→ The task
Find every line in the records below that contains the word "wheel", and copy each of those lines.

Collected data

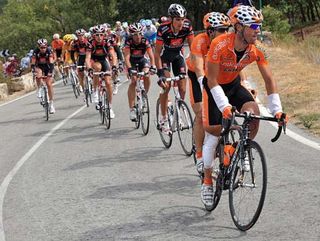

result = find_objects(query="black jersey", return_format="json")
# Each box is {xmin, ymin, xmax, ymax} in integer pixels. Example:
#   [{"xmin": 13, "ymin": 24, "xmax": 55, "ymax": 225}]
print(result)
[{"xmin": 124, "ymin": 37, "xmax": 151, "ymax": 58}]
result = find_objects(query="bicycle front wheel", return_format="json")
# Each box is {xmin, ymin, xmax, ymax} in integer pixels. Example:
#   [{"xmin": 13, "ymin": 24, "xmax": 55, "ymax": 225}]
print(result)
[
  {"xmin": 229, "ymin": 141, "xmax": 267, "ymax": 231},
  {"xmin": 156, "ymin": 98, "xmax": 172, "ymax": 148},
  {"xmin": 140, "ymin": 91, "xmax": 150, "ymax": 135},
  {"xmin": 176, "ymin": 100, "xmax": 193, "ymax": 156},
  {"xmin": 103, "ymin": 91, "xmax": 111, "ymax": 129}
]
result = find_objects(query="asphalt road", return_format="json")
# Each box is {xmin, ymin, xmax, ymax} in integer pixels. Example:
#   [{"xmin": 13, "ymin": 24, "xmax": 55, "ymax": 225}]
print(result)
[{"xmin": 0, "ymin": 74, "xmax": 320, "ymax": 241}]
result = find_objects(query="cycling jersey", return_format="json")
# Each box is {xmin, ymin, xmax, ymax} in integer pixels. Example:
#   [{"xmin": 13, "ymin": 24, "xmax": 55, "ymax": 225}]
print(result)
[
  {"xmin": 86, "ymin": 40, "xmax": 113, "ymax": 60},
  {"xmin": 207, "ymin": 33, "xmax": 268, "ymax": 84},
  {"xmin": 156, "ymin": 19, "xmax": 194, "ymax": 53},
  {"xmin": 51, "ymin": 39, "xmax": 64, "ymax": 50},
  {"xmin": 124, "ymin": 37, "xmax": 151, "ymax": 58},
  {"xmin": 32, "ymin": 47, "xmax": 53, "ymax": 66},
  {"xmin": 186, "ymin": 33, "xmax": 211, "ymax": 72}
]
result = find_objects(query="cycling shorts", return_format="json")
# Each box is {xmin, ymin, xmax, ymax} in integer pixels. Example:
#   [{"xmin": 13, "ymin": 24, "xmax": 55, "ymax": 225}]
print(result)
[
  {"xmin": 188, "ymin": 70, "xmax": 202, "ymax": 105},
  {"xmin": 202, "ymin": 75, "xmax": 254, "ymax": 126}
]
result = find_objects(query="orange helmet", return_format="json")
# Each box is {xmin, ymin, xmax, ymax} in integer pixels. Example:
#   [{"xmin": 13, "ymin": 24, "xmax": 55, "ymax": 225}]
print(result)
[
  {"xmin": 228, "ymin": 5, "xmax": 263, "ymax": 25},
  {"xmin": 203, "ymin": 12, "xmax": 231, "ymax": 29}
]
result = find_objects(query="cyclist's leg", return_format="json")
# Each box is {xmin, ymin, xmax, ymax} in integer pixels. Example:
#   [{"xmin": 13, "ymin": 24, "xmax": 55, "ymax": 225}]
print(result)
[
  {"xmin": 78, "ymin": 55, "xmax": 86, "ymax": 89},
  {"xmin": 139, "ymin": 58, "xmax": 150, "ymax": 93},
  {"xmin": 172, "ymin": 52, "xmax": 187, "ymax": 99},
  {"xmin": 188, "ymin": 70, "xmax": 204, "ymax": 162},
  {"xmin": 228, "ymin": 77, "xmax": 260, "ymax": 139},
  {"xmin": 160, "ymin": 58, "xmax": 171, "ymax": 119}
]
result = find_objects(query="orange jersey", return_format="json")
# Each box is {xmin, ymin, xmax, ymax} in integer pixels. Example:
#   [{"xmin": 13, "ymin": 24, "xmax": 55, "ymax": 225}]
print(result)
[
  {"xmin": 186, "ymin": 33, "xmax": 210, "ymax": 72},
  {"xmin": 51, "ymin": 39, "xmax": 64, "ymax": 50},
  {"xmin": 206, "ymin": 33, "xmax": 268, "ymax": 84}
]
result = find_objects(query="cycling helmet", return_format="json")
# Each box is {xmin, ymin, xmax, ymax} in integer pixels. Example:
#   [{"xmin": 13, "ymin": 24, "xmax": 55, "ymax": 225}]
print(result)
[
  {"xmin": 37, "ymin": 38, "xmax": 48, "ymax": 47},
  {"xmin": 228, "ymin": 5, "xmax": 263, "ymax": 25},
  {"xmin": 122, "ymin": 22, "xmax": 129, "ymax": 28},
  {"xmin": 93, "ymin": 25, "xmax": 105, "ymax": 34},
  {"xmin": 129, "ymin": 23, "xmax": 142, "ymax": 34},
  {"xmin": 168, "ymin": 3, "xmax": 187, "ymax": 18},
  {"xmin": 76, "ymin": 28, "xmax": 86, "ymax": 36},
  {"xmin": 203, "ymin": 12, "xmax": 231, "ymax": 29},
  {"xmin": 145, "ymin": 19, "xmax": 152, "ymax": 27}
]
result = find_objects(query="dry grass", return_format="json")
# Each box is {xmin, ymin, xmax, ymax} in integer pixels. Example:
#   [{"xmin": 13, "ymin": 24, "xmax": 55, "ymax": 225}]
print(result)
[{"xmin": 246, "ymin": 40, "xmax": 320, "ymax": 137}]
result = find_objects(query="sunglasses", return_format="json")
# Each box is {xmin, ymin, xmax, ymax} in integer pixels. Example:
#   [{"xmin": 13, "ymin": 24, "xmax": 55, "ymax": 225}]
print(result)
[
  {"xmin": 245, "ymin": 23, "xmax": 262, "ymax": 30},
  {"xmin": 216, "ymin": 28, "xmax": 228, "ymax": 33}
]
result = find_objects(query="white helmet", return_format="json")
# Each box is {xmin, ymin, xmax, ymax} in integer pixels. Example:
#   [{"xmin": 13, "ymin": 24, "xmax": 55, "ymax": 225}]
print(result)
[{"xmin": 168, "ymin": 3, "xmax": 187, "ymax": 18}]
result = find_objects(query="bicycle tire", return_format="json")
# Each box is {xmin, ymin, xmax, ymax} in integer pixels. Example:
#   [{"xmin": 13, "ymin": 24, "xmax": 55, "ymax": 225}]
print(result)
[
  {"xmin": 134, "ymin": 103, "xmax": 141, "ymax": 129},
  {"xmin": 102, "ymin": 91, "xmax": 111, "ymax": 129},
  {"xmin": 42, "ymin": 87, "xmax": 49, "ymax": 121},
  {"xmin": 229, "ymin": 141, "xmax": 267, "ymax": 231},
  {"xmin": 176, "ymin": 100, "xmax": 193, "ymax": 156},
  {"xmin": 156, "ymin": 98, "xmax": 172, "ymax": 148},
  {"xmin": 140, "ymin": 91, "xmax": 150, "ymax": 135}
]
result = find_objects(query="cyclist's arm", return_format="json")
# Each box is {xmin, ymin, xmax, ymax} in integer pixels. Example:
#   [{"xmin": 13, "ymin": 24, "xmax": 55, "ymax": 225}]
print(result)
[
  {"xmin": 190, "ymin": 53, "xmax": 204, "ymax": 78},
  {"xmin": 154, "ymin": 42, "xmax": 163, "ymax": 69},
  {"xmin": 123, "ymin": 48, "xmax": 132, "ymax": 69},
  {"xmin": 85, "ymin": 51, "xmax": 92, "ymax": 69},
  {"xmin": 147, "ymin": 47, "xmax": 155, "ymax": 66},
  {"xmin": 109, "ymin": 48, "xmax": 118, "ymax": 66},
  {"xmin": 258, "ymin": 64, "xmax": 278, "ymax": 95}
]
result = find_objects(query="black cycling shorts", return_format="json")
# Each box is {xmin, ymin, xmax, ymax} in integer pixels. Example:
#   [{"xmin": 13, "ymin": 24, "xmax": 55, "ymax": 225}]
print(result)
[
  {"xmin": 188, "ymin": 70, "xmax": 202, "ymax": 105},
  {"xmin": 130, "ymin": 57, "xmax": 150, "ymax": 72},
  {"xmin": 56, "ymin": 49, "xmax": 62, "ymax": 58},
  {"xmin": 77, "ymin": 55, "xmax": 86, "ymax": 72},
  {"xmin": 161, "ymin": 50, "xmax": 186, "ymax": 76},
  {"xmin": 202, "ymin": 76, "xmax": 254, "ymax": 126},
  {"xmin": 92, "ymin": 58, "xmax": 111, "ymax": 72},
  {"xmin": 36, "ymin": 64, "xmax": 50, "ymax": 76}
]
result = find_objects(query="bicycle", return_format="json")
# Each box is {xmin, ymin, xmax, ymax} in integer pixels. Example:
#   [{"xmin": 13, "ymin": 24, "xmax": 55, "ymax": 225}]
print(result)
[
  {"xmin": 77, "ymin": 66, "xmax": 92, "ymax": 107},
  {"xmin": 93, "ymin": 71, "xmax": 111, "ymax": 129},
  {"xmin": 131, "ymin": 69, "xmax": 150, "ymax": 135},
  {"xmin": 39, "ymin": 76, "xmax": 50, "ymax": 121},
  {"xmin": 156, "ymin": 75, "xmax": 194, "ymax": 156},
  {"xmin": 68, "ymin": 64, "xmax": 80, "ymax": 99},
  {"xmin": 205, "ymin": 107, "xmax": 286, "ymax": 231}
]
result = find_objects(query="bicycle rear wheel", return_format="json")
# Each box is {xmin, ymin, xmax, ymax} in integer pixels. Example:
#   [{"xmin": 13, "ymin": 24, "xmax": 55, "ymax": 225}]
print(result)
[
  {"xmin": 176, "ymin": 100, "xmax": 193, "ymax": 156},
  {"xmin": 102, "ymin": 91, "xmax": 111, "ymax": 129},
  {"xmin": 156, "ymin": 98, "xmax": 172, "ymax": 148},
  {"xmin": 229, "ymin": 141, "xmax": 267, "ymax": 231},
  {"xmin": 140, "ymin": 91, "xmax": 150, "ymax": 135},
  {"xmin": 42, "ymin": 87, "xmax": 49, "ymax": 121}
]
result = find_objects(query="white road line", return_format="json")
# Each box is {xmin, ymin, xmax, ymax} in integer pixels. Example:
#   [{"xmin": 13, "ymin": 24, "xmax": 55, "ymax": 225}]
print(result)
[
  {"xmin": 0, "ymin": 80, "xmax": 62, "ymax": 107},
  {"xmin": 0, "ymin": 105, "xmax": 86, "ymax": 241}
]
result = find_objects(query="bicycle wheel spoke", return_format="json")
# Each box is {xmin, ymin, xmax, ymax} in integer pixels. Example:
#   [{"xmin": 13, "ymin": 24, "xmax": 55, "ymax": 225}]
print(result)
[
  {"xmin": 176, "ymin": 100, "xmax": 193, "ymax": 156},
  {"xmin": 229, "ymin": 141, "xmax": 267, "ymax": 230}
]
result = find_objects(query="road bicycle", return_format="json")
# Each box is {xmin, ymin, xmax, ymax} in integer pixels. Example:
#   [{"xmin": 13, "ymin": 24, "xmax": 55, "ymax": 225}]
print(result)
[
  {"xmin": 68, "ymin": 64, "xmax": 80, "ymax": 99},
  {"xmin": 131, "ymin": 69, "xmax": 150, "ymax": 135},
  {"xmin": 93, "ymin": 71, "xmax": 111, "ymax": 129},
  {"xmin": 156, "ymin": 75, "xmax": 194, "ymax": 156},
  {"xmin": 205, "ymin": 107, "xmax": 286, "ymax": 231},
  {"xmin": 39, "ymin": 76, "xmax": 50, "ymax": 121}
]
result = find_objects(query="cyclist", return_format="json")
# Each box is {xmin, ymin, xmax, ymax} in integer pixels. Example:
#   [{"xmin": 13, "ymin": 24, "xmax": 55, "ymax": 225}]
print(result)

→ Worked answer
result = find_objects(query="bicycle front wheel", return_format="json")
result = find_objects(query="bicycle rear wheel", return_format="json")
result = find_objects(query="bicycle wheel spoke", return_format="json")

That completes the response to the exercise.